DOCUMENT SECTION:

The "old" economics is a unidimensional, consumptive science. There is nothing within economic theory that reflects human values in terms other than people as consumers or as producers of goods for consumption. Society, the environment, and even preferences for non-consumption goods are considered as external to the economic decision making process. Economic decisions concern the allocation of resources among consumptive uses. Consumer tastes and preferences, societal restrictions or regulations, and environmental constraints are all taken as given. Generation of human satisfaction through social interactions and through resource stewardship is beyond the scope of the "old" economics.

The "old" economics is a science for managing scarcity. Resources have no "economic" value unless or until they become scarce. Economics provides no guidance in the use of vital resources, such as air and water, until they are degraded in quantity and quality to a point were they become scarce. For example, direct payments for water are mostly payments for the convenience of having water when and where we want it. Historically, economics allocated the use of convenience but not use of the water. Drinking water was free to be wasted -- it had no economic value -- until it was polluted and thus became scarce.

The "old' economics is a reductionist science. It assumes a world of separability. Economic theory does not exist in the absence of the term "ceteris paribus" -- other things held constant. The most fundamental "law" of economics, diminishing marginal returns, is meaningless without the assumption of "ceteris paribus." Economics is fundamentally incapable of addressing issues of interconnectedness in a "holistic" world. In a world made up of "wholes" rather than "pieces", we cannot do one thing without affecting something else. There is no "ceteris paribus". We must learn to manage the whole rather than tinker with its parts. Perhaps the most naive "ceteris paribus" assumption in the whole of economics is: that one may manage those things called "economic" without simultaneously and unavoidably impacting those things called "social" and "spiritual" as well.

DATA LINES:
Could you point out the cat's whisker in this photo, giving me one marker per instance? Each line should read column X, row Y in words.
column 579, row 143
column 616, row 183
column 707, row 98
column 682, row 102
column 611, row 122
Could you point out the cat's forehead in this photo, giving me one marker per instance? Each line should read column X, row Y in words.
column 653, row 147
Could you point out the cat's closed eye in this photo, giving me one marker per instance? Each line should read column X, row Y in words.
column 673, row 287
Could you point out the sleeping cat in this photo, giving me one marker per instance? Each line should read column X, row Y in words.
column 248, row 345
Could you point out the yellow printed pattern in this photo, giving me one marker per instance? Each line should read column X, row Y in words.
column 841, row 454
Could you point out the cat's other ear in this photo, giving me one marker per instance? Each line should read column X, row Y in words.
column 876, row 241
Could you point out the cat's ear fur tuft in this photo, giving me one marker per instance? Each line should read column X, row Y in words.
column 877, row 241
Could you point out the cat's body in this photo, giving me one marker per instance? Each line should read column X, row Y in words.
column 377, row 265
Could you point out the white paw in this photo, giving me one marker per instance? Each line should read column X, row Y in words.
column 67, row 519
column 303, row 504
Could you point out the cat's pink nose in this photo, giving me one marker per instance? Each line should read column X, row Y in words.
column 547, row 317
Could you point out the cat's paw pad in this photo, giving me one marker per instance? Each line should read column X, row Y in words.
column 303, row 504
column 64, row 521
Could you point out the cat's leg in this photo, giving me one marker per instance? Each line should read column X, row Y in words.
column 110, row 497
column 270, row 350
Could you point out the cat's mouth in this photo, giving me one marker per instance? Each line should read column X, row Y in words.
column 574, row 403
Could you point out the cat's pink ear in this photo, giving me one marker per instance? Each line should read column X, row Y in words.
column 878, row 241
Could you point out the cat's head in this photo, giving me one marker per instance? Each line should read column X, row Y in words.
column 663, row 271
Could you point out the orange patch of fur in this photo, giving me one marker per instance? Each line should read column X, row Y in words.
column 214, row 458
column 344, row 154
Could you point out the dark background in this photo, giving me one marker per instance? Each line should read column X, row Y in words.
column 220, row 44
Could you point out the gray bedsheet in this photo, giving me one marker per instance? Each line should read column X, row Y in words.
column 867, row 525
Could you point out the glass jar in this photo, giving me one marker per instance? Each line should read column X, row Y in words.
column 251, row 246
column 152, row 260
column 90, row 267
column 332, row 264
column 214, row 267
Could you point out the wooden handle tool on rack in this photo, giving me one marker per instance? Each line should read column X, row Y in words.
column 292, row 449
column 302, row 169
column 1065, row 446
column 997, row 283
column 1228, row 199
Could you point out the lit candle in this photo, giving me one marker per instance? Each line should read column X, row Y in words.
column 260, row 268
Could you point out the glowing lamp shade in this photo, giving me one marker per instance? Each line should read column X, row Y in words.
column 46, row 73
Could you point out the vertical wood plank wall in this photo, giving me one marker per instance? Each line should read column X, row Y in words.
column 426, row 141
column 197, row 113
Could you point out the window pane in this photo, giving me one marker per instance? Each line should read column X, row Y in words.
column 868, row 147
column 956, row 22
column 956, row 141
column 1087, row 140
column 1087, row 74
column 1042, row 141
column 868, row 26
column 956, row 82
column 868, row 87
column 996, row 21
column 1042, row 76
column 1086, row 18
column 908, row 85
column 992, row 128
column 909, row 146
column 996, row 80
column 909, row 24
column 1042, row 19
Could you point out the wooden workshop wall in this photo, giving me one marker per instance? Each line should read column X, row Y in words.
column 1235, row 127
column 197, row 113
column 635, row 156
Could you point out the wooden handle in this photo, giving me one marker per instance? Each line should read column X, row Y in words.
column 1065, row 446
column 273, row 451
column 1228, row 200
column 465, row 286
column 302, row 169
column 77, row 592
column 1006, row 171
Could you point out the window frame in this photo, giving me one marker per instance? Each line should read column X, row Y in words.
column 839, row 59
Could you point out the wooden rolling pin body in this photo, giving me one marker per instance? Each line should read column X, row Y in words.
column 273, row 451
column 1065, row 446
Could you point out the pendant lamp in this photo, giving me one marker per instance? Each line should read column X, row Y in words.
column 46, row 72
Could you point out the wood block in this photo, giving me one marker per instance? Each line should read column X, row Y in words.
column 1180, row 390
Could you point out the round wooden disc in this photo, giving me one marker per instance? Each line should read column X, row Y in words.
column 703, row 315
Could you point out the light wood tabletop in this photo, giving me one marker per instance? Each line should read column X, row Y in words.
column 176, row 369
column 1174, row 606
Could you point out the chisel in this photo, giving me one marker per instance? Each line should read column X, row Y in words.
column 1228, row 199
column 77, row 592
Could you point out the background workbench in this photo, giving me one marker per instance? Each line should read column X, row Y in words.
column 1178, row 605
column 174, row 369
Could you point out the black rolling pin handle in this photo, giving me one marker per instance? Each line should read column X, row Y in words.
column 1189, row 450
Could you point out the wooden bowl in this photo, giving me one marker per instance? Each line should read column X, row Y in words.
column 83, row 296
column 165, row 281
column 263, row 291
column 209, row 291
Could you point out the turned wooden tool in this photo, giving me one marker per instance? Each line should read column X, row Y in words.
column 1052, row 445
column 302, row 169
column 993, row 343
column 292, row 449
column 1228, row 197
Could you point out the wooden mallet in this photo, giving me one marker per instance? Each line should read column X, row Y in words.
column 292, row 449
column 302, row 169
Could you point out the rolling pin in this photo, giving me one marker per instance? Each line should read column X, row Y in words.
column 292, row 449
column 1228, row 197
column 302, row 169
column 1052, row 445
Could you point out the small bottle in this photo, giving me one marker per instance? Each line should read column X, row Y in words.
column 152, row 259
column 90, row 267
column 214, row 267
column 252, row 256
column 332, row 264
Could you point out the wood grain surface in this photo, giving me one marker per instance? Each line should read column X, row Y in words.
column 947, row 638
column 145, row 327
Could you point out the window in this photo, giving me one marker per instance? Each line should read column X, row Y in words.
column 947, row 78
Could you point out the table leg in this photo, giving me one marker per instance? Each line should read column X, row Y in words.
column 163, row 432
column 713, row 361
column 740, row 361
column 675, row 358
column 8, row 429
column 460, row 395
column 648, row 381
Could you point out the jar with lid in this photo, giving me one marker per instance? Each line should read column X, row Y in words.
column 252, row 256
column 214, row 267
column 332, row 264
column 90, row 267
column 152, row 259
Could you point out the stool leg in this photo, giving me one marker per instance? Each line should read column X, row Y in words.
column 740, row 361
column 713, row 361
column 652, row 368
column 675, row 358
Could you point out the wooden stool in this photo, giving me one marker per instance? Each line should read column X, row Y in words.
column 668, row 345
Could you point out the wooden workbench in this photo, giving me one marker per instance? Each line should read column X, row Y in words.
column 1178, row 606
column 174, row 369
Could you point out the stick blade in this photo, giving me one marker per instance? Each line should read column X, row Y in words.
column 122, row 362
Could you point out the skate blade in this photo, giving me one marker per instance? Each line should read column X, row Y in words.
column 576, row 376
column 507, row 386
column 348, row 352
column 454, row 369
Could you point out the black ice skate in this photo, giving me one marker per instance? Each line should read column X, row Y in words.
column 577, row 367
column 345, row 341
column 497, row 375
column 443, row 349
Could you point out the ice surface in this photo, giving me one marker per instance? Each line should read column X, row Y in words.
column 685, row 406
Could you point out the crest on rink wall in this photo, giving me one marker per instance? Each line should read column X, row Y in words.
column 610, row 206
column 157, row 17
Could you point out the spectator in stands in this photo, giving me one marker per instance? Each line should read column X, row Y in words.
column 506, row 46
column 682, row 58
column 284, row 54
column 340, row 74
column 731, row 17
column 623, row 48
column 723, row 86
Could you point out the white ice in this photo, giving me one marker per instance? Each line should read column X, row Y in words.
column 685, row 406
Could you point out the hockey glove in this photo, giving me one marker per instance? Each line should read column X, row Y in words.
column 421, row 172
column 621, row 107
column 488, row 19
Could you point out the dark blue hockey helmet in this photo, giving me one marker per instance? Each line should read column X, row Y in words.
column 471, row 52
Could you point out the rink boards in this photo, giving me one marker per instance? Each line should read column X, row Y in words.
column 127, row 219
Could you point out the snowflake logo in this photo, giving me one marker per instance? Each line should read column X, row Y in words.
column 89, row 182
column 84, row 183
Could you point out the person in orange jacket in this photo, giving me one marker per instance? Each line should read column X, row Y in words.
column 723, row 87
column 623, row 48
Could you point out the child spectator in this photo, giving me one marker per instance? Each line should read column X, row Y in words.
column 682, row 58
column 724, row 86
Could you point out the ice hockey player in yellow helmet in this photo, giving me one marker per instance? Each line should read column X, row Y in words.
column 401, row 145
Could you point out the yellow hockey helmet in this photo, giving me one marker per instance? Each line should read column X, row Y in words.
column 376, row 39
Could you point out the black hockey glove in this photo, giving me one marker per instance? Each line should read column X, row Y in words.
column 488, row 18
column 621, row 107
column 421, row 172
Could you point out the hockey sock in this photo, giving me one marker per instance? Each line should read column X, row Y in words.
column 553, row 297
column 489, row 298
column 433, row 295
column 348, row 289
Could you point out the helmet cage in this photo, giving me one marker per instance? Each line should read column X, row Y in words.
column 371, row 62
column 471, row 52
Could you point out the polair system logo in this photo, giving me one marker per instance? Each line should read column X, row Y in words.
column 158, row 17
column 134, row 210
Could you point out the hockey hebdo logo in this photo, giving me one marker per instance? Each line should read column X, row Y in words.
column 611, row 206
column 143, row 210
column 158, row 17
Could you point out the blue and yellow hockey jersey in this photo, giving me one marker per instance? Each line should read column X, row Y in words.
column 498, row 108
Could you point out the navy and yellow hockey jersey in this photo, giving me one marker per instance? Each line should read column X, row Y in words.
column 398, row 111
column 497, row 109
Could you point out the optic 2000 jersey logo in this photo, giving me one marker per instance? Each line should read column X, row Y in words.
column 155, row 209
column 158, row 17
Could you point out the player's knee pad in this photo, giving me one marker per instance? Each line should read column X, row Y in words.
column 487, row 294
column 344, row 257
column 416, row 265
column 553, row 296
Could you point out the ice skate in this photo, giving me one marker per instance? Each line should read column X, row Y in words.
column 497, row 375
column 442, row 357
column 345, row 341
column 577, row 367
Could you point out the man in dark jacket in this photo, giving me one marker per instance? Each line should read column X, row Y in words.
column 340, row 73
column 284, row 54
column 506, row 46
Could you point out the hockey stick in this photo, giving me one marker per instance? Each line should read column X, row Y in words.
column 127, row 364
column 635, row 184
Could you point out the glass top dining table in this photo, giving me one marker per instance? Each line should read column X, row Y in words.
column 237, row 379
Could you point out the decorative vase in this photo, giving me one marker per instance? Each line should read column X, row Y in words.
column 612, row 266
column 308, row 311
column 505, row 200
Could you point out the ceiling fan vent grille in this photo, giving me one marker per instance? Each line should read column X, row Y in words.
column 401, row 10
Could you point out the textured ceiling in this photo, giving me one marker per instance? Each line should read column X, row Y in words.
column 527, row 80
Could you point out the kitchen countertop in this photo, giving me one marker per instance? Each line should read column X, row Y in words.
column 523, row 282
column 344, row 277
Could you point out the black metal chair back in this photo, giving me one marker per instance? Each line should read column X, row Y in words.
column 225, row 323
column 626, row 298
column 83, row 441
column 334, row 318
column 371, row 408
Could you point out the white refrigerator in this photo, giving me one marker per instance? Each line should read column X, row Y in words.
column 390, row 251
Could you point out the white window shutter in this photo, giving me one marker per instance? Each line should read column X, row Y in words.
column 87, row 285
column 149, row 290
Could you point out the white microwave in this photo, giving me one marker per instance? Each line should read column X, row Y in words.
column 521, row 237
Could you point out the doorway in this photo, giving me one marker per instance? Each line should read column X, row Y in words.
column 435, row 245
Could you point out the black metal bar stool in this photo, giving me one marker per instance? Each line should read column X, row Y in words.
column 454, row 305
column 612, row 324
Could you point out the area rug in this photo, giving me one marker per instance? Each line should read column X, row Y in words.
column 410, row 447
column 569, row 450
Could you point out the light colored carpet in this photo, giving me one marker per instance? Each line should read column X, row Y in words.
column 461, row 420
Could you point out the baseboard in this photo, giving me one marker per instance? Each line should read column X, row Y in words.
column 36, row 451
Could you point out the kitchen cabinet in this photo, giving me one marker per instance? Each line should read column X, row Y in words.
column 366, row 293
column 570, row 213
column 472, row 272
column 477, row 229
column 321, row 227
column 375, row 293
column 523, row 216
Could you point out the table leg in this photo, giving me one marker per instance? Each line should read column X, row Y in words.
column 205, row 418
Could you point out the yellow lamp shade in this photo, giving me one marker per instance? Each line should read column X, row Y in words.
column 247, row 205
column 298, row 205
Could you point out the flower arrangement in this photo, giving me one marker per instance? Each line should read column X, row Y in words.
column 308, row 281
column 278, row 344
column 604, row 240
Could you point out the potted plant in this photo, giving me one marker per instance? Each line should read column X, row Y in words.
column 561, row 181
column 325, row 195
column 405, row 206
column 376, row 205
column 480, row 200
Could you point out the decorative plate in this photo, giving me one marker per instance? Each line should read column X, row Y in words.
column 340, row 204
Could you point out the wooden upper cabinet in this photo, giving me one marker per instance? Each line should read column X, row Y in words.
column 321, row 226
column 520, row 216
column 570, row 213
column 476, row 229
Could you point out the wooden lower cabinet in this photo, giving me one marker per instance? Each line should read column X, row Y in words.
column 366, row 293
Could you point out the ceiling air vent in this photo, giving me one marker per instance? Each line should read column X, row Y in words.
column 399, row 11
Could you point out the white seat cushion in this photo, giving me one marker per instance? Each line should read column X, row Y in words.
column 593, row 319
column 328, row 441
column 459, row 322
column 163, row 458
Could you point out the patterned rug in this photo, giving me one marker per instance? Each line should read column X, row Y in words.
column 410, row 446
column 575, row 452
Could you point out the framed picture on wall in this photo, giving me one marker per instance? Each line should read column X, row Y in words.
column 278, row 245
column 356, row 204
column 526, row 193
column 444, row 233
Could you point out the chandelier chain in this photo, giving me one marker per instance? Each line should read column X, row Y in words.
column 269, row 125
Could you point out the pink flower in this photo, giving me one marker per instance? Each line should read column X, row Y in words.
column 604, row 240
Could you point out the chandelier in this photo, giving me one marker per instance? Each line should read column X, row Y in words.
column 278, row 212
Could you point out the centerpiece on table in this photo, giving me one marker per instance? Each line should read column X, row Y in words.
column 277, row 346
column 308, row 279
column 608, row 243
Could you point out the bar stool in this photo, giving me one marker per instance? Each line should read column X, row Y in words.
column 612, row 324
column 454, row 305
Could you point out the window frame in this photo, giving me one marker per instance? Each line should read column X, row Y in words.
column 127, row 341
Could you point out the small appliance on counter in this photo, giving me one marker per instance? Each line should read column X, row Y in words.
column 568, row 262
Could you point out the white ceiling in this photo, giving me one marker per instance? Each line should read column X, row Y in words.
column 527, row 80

WORK TO DO:
[a] Answer these questions about the text on the "old" economics, putting each answer on its own line with the same mark:
(i) What do economic decisions concern?
(ii) Until when do resources have no "economic" value?
(iii) Which "law" is called the most fundamental in economics?
[b] In the records, take the stretch from the line containing "Could you point out the textured" through the line containing "column 36, row 451". Reproduce those lines with every "marker" switched to "pin" and nothing else changed.

EXERCISE ANSWERS:
[a]
(i) The allocation of resources among consumptive uses.
(ii) Until they become scarce.
(iii) Diminishing marginal returns.

[b]
Could you point out the textured ceiling in this photo, giving me one pin per instance? Each line should read column X, row Y in words.
column 527, row 80
Could you point out the kitchen countertop in this photo, giving me one pin per instance? Each line should read column X, row Y in words.
column 523, row 282
column 344, row 277
Could you point out the black metal chair back in this photo, giving me one pin per instance? Each line should read column X, row Y in words.
column 225, row 323
column 626, row 298
column 83, row 441
column 334, row 318
column 371, row 408
Could you point out the white refrigerator in this photo, giving me one pin per instance? Each line should read column X, row Y in words.
column 390, row 251
Could you point out the white window shutter in this photo, giving me one pin per instance? Each line should read column X, row Y in words.
column 87, row 285
column 149, row 290
Could you point out the white microwave in this photo, giving me one pin per instance? Each line should read column X, row Y in words.
column 521, row 237
Could you point out the doorway in this photo, giving me one pin per instance? Each line should read column X, row Y in words.
column 435, row 245
Could you point out the black metal bar stool in this photo, giving me one pin per instance? Each line should read column X, row Y in words.
column 454, row 305
column 612, row 324
Could you point out the area rug in this photo, giving me one pin per instance? Each line should read column X, row Y in words.
column 410, row 447
column 569, row 450
Could you point out the light colored carpet in this photo, giving me one pin per instance? Each line should read column X, row Y in words.
column 461, row 420
Could you point out the baseboard in this photo, giving me one pin per instance? Each line should read column X, row Y in words.
column 36, row 451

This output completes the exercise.